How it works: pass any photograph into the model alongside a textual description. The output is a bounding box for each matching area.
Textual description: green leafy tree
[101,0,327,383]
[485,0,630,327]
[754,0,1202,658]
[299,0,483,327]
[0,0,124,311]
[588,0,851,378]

● STATED GOAL
Write out every line of the items above again, text lines included. Multiply each bounding box coordinate by 0.3 and round to the nearest whole number, rounding halves up.

● FINISHED ANSWER
How it works: pass any photograph into the model alongside a textual description. The output is a bounding box for each matching area.
Textual description: green leafy tree
[30,0,98,115]
[146,0,189,98]
[226,0,361,197]
[90,0,145,98]
[0,0,37,93]
[176,0,255,113]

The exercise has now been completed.